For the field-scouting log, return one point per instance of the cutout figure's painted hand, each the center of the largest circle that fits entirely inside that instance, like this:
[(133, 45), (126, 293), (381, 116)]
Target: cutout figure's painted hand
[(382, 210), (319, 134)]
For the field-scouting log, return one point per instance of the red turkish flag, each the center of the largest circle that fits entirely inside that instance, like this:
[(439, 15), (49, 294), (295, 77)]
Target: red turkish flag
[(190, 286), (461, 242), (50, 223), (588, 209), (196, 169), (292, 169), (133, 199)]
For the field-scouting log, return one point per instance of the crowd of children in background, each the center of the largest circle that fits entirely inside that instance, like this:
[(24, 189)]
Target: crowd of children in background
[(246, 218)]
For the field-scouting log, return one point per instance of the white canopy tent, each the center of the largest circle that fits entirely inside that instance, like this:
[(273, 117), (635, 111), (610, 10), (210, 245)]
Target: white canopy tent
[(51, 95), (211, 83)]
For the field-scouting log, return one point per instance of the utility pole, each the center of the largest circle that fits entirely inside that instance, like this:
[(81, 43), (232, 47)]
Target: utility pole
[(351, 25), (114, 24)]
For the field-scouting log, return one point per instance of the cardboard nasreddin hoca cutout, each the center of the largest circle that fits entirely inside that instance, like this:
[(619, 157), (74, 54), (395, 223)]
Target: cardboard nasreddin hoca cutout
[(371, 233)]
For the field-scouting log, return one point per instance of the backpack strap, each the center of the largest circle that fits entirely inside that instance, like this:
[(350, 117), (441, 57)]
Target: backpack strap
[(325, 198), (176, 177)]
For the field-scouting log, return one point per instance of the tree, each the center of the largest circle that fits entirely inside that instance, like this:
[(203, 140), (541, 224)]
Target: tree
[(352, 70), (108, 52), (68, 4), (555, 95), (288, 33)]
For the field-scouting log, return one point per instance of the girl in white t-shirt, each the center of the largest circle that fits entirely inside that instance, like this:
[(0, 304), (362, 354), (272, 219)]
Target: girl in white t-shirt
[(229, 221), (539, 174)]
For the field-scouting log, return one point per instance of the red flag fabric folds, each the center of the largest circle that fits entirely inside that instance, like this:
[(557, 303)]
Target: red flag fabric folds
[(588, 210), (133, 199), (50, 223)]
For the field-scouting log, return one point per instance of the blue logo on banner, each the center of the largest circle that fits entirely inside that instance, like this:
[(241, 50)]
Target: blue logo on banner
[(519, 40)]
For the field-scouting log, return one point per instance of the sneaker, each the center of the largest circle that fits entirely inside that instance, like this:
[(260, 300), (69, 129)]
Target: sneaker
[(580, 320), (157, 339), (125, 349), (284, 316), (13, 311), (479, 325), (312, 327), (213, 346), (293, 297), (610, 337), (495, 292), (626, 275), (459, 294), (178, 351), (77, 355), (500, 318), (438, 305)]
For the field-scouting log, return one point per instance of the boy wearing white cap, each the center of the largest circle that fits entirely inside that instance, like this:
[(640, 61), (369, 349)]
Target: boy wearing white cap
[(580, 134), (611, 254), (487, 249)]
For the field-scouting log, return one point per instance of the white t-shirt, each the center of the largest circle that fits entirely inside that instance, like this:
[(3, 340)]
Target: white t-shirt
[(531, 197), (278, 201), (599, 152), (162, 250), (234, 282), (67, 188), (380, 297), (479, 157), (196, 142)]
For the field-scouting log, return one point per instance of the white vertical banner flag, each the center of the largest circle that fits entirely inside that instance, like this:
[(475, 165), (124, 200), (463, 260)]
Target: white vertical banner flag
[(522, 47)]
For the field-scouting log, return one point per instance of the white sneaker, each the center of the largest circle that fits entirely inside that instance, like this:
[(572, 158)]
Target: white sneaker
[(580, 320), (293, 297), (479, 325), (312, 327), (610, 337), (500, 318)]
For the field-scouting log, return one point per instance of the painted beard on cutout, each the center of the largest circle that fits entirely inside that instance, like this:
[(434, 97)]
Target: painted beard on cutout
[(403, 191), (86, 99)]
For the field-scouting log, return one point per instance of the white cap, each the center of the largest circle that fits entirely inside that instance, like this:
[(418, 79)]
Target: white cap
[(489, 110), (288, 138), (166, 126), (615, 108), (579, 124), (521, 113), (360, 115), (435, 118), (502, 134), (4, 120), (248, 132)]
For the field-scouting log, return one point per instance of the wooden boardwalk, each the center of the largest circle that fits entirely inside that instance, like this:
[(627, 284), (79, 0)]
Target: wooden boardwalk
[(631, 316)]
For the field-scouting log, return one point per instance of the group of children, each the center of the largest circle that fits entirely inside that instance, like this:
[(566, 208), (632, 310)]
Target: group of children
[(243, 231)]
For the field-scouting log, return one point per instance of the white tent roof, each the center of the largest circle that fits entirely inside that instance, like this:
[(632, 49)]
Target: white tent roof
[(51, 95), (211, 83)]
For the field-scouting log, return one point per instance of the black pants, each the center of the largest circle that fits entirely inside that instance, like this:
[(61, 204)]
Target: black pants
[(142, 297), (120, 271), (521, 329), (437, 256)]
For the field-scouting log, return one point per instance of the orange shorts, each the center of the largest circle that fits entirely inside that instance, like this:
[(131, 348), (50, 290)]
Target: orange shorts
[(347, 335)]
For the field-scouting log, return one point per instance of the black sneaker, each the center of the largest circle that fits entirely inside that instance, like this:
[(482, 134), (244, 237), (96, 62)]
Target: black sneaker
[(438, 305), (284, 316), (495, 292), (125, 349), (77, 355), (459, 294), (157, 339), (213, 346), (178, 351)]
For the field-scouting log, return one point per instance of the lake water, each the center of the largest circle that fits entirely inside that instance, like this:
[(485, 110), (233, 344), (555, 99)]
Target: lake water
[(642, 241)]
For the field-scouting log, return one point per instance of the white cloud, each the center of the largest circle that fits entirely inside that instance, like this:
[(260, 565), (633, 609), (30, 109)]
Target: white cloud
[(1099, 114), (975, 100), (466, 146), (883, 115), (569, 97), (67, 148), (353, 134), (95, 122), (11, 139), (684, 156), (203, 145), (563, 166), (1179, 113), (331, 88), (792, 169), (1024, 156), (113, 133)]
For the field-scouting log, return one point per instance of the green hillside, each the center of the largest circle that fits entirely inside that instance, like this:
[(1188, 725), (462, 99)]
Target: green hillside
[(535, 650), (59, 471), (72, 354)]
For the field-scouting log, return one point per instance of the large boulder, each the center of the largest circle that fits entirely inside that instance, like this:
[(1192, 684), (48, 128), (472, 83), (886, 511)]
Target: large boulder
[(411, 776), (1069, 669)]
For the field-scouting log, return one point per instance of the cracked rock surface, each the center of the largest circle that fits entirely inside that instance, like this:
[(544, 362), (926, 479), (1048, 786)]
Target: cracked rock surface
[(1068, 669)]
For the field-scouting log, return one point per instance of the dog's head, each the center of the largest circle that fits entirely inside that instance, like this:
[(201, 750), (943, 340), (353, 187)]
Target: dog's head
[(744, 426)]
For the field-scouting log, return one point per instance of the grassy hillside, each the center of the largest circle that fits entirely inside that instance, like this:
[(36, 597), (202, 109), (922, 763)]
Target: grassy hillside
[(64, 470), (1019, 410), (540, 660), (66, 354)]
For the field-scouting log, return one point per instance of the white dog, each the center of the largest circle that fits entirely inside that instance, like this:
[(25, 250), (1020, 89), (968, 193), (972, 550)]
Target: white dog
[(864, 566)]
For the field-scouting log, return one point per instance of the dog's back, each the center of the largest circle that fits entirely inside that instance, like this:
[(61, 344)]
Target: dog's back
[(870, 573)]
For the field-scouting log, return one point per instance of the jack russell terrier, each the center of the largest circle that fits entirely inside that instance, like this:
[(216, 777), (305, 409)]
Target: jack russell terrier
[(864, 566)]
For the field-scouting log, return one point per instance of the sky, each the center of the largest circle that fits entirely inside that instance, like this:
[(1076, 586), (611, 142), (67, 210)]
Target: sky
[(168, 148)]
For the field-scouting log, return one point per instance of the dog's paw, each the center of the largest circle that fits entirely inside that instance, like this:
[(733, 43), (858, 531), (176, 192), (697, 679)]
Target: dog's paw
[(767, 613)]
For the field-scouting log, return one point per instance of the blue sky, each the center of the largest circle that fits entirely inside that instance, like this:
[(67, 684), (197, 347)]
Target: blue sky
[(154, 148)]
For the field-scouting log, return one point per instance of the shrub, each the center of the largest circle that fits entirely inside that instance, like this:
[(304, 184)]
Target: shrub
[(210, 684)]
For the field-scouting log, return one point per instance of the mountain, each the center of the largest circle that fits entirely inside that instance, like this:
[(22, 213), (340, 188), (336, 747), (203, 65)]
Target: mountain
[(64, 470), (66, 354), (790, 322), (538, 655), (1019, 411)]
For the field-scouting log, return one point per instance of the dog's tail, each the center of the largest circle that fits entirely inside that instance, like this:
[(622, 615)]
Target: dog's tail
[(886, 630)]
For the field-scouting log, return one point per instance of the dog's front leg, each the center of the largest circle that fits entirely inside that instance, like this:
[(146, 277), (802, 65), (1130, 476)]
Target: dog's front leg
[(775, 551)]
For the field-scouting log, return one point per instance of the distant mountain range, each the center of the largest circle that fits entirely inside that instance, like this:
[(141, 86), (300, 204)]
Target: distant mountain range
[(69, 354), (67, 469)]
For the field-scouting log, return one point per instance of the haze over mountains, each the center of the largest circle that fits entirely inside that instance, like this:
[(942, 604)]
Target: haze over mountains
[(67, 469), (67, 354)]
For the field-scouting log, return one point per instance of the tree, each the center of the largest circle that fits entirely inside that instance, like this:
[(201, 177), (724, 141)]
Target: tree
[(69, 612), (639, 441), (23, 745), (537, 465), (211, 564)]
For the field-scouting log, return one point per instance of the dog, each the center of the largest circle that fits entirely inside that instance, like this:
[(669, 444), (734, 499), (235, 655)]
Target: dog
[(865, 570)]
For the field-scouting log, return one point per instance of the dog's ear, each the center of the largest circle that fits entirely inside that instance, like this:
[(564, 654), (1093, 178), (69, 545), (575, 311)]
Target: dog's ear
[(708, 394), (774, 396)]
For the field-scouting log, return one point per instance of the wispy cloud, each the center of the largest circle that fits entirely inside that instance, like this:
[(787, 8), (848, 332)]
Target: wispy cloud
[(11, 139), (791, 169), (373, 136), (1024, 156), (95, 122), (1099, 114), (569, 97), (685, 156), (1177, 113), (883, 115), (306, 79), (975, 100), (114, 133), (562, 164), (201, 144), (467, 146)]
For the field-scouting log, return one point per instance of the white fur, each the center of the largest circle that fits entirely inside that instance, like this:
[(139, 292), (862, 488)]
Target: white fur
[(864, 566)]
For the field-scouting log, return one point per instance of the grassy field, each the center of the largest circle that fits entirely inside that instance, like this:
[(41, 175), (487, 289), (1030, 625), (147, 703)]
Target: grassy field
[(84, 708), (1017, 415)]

* * * * *

Exercise goal: Please convert the lines of the items above into a Markdown table with the columns Row and Line, starting with the line that contains "of the backpack" and going on through the line that contains "[(588, 210), (133, 199), (50, 223)]". Put a running number in Row and the line's text in Line, and leave out any blank lines.

Response below:
| Row | Line |
|---|---|
| 1 | For the field-scouting log, return one point per instance of the backpack strap, each the center of the largest circle that fits entirely inside that instance, like this: |
| 2 | [(350, 117), (441, 57)] |
| 3 | Target: backpack strap |
| 4 | [(325, 198), (176, 177)] |
| 5 | For the field-scouting log, return one point per instance of the tree, each the center of the largest circle that fits entirely inside that instance, like this: |
| 6 | [(203, 140), (541, 224)] |
| 7 | Target: tree |
| 8 | [(352, 70), (108, 52), (68, 4), (555, 95), (288, 33)] |
| 9 | For the field-scouting log, return one point per instance of the girl in white t-shirt, each the center of the largest circle that fits entirely inside that instance, like this: |
| 10 | [(0, 304), (362, 354), (272, 219)] |
| 11 | Target: girl in white t-shirt |
| 12 | [(229, 221), (539, 174)] |
| 13 | For the field-scouting log, return one point per instance of the red flag fabric folds, each the center of the largest circle that fits entirely inside that instance, like this: |
| 14 | [(557, 303)] |
| 15 | Target: red flag fabric folds |
| 16 | [(588, 210), (133, 199), (50, 223)] |